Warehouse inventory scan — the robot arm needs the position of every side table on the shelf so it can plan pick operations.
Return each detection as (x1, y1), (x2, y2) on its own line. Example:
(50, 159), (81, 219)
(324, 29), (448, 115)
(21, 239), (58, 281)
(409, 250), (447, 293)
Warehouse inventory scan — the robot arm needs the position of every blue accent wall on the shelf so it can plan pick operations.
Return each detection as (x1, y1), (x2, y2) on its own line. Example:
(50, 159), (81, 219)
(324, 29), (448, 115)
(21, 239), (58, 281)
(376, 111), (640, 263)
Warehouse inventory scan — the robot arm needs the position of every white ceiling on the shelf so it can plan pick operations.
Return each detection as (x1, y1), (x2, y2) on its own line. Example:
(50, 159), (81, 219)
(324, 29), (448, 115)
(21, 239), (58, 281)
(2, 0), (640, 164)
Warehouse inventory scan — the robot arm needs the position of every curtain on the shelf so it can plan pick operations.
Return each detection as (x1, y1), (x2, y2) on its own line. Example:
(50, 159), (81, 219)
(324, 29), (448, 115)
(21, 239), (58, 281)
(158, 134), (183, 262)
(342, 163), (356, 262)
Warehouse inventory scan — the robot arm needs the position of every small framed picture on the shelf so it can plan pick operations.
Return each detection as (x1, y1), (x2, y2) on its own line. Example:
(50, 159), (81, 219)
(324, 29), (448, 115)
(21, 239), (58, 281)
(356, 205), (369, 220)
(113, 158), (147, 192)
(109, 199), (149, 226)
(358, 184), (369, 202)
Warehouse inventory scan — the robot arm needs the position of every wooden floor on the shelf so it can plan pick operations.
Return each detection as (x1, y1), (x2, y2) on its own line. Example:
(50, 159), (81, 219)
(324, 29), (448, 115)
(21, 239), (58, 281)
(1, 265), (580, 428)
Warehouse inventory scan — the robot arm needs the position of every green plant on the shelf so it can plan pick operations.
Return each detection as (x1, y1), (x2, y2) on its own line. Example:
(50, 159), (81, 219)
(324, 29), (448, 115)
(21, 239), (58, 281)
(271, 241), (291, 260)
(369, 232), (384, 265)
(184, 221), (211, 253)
**********
## SHORT PROBLEM
Please copy the listing above word for word, keeping every line in its original order.

## OUTPUT OF THE EXERCISE
Warehouse inventory scan — the robot arm needs the position of every side table on the shelf so it can plan pick operations.
Return each detection as (x1, y1), (x2, y2) on its own line. Example:
(50, 159), (81, 219)
(324, 29), (448, 115)
(21, 239), (58, 281)
(409, 250), (447, 293)
Warehouse inventory scan — the robot arm needs the position of every blue accent wall on the shelf so it can plan pick operations.
Return each detection as (x1, y1), (x2, y2) on its own line. Example:
(50, 159), (81, 219)
(324, 29), (448, 115)
(21, 239), (58, 281)
(376, 111), (640, 263)
Warehouse inventory scan — the robot arm needs the position of every white ceiling on the shelf so it can plan pick operations.
Return each detection as (x1, y1), (x2, y2) on its own line. Example:
(50, 159), (81, 219)
(324, 29), (448, 115)
(21, 239), (58, 281)
(2, 0), (640, 164)
Warehouse inventory scan — the robot arm needs the position of every curtain on the shelf so it can plan pick operations.
Return each detection as (x1, y1), (x2, y2) on its own line. Example:
(50, 159), (81, 219)
(324, 29), (448, 115)
(21, 239), (58, 281)
(158, 134), (183, 262)
(342, 163), (356, 262)
Warehouse inventory scan — the robot arm needs the position of every small framed picture on the shelf so it can plan pick operations.
Return each detection as (x1, y1), (x2, y2) on its own line. Example:
(50, 159), (81, 219)
(324, 29), (448, 115)
(21, 239), (58, 281)
(356, 205), (369, 220)
(113, 158), (147, 192)
(109, 199), (149, 226)
(358, 184), (369, 202)
Warehouse inventory scan — the robot arm needs the position of every wooden floor on the shelf so it can plan pick operations.
Return each detection as (x1, y1), (x2, y2) on its own line. Example:
(50, 159), (81, 219)
(324, 29), (448, 115)
(21, 239), (58, 281)
(1, 265), (580, 428)
Warehouse inventory scan — the robot arm needs the position of every green plant on the shelf so it can plan pick operations.
Return each detection as (x1, y1), (x2, y2) on its own line. Example:
(50, 159), (81, 219)
(324, 29), (448, 115)
(21, 239), (58, 281)
(271, 241), (291, 260)
(369, 232), (384, 265)
(184, 221), (211, 253)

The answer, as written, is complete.